### Stated task a:
Copy the passage of contract definitions below word for word, in full.

### Passage provided:
####
Registration Expenses means the expenses described in Section 6 of this
Schedule.
Registrable Shares means (i) the shares of Common Stock issued or issuable
upon, exercise or conversion of the securities held by Ampersand II and
Ampersand III, and (ii) any other shares of Common Stock of the Company
issued in respect of such shares (because of stock splits, stock
dividends, reclassifications, recaptializations, or similar events).
Wherever reference is made in this Agreement to a request or consent of
Holders of a certain percentage of Registrable Shares, or to a number of
percentage of Registrable Shares held by a Holder, such reference shall
include shares of Common Stock issuable upon exercise of conversion of the
securities held by Ampersand II and Ampersand III even though such
exercise or conversion has not yet been effected.
Holder means Ampersand Speciality Materials and Chemicals II and Ampersand
Speciality Materials and Chemicals III and the Shareholders and their
direct or indirect successors or assigns.
####
### Stated task b:
Write out the rows word for word, starting at the row that contains "patient's arm | bbox" and ending at the row that contains "top-left (0, 265), bottom-right (98, 375)", including both of those rows.

### Material provided:
####
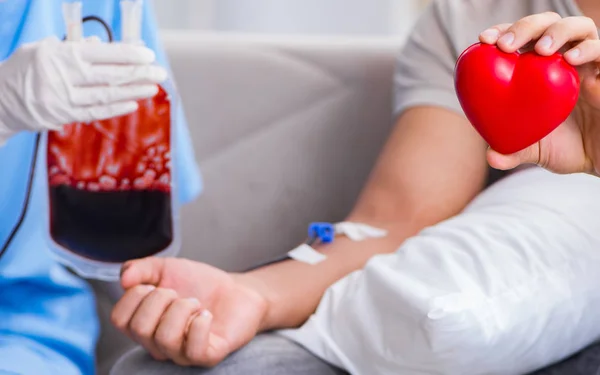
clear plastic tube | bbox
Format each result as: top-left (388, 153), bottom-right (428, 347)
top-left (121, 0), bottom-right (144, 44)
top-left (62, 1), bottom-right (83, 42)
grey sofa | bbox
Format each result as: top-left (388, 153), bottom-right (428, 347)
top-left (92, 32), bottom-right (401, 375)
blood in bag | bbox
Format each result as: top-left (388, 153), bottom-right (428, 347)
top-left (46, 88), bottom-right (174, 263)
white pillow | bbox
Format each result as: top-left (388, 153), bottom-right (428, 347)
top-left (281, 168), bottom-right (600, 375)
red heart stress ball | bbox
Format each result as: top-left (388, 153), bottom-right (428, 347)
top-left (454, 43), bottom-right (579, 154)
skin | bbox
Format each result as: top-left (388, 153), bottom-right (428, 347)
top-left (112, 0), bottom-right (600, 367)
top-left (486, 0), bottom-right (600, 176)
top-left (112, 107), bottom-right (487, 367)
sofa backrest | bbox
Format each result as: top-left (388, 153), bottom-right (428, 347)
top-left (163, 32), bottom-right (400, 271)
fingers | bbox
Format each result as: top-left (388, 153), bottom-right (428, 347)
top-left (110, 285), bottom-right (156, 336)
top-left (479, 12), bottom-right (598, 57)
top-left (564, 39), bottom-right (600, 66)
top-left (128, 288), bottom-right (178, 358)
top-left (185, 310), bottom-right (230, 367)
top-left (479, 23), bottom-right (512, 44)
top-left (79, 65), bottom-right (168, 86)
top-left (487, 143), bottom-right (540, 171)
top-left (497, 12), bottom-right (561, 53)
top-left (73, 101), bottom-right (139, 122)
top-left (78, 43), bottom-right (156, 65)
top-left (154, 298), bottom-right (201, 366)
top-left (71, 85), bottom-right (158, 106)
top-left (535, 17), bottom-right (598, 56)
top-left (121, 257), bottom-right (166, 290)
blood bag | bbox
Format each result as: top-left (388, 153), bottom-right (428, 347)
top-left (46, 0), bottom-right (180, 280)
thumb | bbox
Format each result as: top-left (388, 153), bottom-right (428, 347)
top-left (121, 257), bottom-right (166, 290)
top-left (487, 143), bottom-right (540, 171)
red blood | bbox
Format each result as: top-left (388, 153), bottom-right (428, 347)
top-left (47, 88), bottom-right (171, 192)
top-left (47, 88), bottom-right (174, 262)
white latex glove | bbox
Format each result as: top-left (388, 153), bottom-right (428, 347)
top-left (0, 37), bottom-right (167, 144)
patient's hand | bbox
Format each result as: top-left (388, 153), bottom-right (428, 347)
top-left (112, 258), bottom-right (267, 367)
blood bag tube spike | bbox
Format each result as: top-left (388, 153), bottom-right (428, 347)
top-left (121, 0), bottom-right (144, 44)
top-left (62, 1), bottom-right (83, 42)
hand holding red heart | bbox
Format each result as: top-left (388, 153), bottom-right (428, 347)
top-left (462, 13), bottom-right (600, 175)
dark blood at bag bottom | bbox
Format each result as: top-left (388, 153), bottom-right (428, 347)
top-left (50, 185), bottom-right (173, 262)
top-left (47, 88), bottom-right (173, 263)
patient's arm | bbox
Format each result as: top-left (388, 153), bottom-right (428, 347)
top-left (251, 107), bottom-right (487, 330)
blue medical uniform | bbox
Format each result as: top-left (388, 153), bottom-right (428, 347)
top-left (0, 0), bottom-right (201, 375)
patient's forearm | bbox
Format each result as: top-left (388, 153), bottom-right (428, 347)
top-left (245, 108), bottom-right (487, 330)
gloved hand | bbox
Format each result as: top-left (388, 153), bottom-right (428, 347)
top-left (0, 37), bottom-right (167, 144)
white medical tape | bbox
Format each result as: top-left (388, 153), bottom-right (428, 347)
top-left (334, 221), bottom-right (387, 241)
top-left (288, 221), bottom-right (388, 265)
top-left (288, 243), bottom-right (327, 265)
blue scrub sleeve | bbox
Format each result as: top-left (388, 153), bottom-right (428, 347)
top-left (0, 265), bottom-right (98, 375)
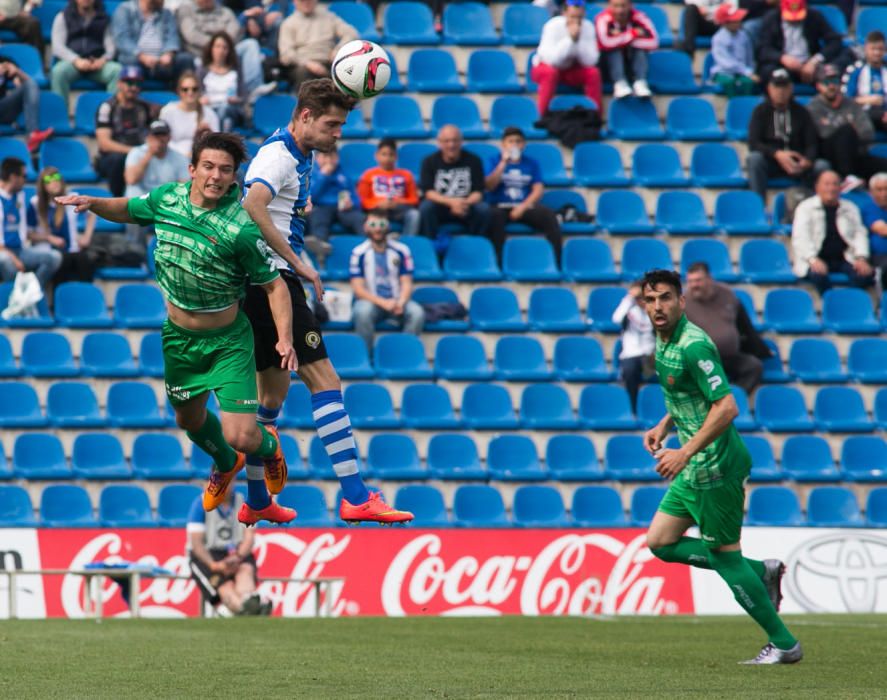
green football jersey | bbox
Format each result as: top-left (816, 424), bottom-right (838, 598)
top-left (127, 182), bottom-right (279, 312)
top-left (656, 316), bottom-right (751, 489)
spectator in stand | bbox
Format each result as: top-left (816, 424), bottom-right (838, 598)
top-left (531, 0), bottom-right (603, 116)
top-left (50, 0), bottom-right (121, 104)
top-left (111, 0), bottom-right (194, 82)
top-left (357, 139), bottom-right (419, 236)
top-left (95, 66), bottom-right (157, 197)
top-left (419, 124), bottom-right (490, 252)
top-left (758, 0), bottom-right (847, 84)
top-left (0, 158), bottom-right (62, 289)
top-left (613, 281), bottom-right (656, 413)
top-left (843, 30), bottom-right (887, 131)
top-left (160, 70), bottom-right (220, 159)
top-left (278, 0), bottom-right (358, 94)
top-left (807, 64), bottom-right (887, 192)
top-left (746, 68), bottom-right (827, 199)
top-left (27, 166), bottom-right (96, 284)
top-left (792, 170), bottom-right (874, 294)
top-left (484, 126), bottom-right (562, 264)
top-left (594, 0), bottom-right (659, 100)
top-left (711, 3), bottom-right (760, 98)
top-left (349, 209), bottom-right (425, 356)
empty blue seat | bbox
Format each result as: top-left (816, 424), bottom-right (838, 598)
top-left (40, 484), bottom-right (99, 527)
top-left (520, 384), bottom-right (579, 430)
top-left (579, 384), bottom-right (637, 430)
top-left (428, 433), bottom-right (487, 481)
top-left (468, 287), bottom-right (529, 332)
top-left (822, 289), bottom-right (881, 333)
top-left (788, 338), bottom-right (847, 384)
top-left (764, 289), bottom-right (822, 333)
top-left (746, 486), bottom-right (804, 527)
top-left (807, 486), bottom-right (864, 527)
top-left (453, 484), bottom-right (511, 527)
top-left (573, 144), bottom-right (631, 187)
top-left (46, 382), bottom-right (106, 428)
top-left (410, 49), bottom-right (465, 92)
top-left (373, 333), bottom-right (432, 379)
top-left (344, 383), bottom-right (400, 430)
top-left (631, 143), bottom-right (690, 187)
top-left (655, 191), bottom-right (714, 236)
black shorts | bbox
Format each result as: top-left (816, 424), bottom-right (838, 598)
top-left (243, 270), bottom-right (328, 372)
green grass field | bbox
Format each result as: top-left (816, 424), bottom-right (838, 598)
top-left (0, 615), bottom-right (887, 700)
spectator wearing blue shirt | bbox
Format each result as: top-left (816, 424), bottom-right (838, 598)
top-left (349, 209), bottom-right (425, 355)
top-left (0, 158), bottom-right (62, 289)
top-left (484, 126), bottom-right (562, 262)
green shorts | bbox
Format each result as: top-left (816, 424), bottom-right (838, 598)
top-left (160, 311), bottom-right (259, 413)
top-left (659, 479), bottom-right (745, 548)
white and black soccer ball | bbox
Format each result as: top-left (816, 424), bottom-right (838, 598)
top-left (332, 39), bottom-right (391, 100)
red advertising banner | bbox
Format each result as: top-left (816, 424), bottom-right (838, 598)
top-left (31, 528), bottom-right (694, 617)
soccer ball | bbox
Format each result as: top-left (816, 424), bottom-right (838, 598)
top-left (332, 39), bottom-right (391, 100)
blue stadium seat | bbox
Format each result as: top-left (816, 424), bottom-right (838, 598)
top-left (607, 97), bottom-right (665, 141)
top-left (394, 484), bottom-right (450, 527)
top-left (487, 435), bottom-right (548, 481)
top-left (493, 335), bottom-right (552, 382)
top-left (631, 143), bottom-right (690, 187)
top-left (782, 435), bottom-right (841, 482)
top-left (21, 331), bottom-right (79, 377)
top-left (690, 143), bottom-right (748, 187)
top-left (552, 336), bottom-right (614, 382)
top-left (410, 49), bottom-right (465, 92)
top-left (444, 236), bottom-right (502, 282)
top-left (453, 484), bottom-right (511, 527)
####
### Result a:
Registration Expenses means the expenses described in Section 6 of this
Schedule.
Registrable Shares means (i) the shares of Common Stock issued or issuable
upon, exercise or conversion of the securities held by Ampersand II and
Ampersand III, and (ii) any other shares of Common Stock of the Company
issued in respect of such shares (because of stock splits, stock
dividends, reclassifications, recaptializations, or similar events).
Wherever reference is made in this Agreement to a request or consent of
Holders of a certain percentage of Registrable Shares, or to a number of
percentage of Registrable Shares held by a Holder, such reference shall
include shares of Common Stock issuable upon exercise of conversion of the
securities held by Ampersand II and Ampersand III even though such
exercise or conversion has not yet been effected.
Holder means Ampersand Speciality Materials and Chemicals II and Ampersand
Speciality Materials and Chemicals III and the Shareholders and their
direct or indirect successors or assigns.

### Result b:
patient's arm | bbox
Format each result as: top-left (388, 153), bottom-right (428, 347)
top-left (251, 107), bottom-right (487, 330)
blue medical uniform | bbox
Format each result as: top-left (388, 153), bottom-right (428, 347)
top-left (0, 0), bottom-right (201, 375)
patient's forearm | bbox
Format each result as: top-left (388, 153), bottom-right (428, 347)
top-left (245, 108), bottom-right (487, 330)
gloved hand | bbox
Format each result as: top-left (388, 153), bottom-right (428, 347)
top-left (0, 37), bottom-right (167, 144)
white medical tape | bbox
Format each result as: top-left (388, 153), bottom-right (428, 347)
top-left (334, 221), bottom-right (387, 241)
top-left (288, 221), bottom-right (388, 265)
top-left (288, 243), bottom-right (327, 265)
blue scrub sleeve | bbox
Format each result as: top-left (388, 153), bottom-right (428, 347)
top-left (0, 265), bottom-right (98, 375)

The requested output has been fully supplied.